Data to process START

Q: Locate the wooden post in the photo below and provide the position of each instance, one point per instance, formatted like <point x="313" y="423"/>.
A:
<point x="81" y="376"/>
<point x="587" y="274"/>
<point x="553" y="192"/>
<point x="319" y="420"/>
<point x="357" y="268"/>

Data to process END

Every entry above should be returned exactly as written.

Q: Locate the wooden post in the photo below and provide the position of each instance, one point per instance, formatted like <point x="313" y="423"/>.
A:
<point x="81" y="376"/>
<point x="587" y="274"/>
<point x="553" y="192"/>
<point x="319" y="420"/>
<point x="357" y="268"/>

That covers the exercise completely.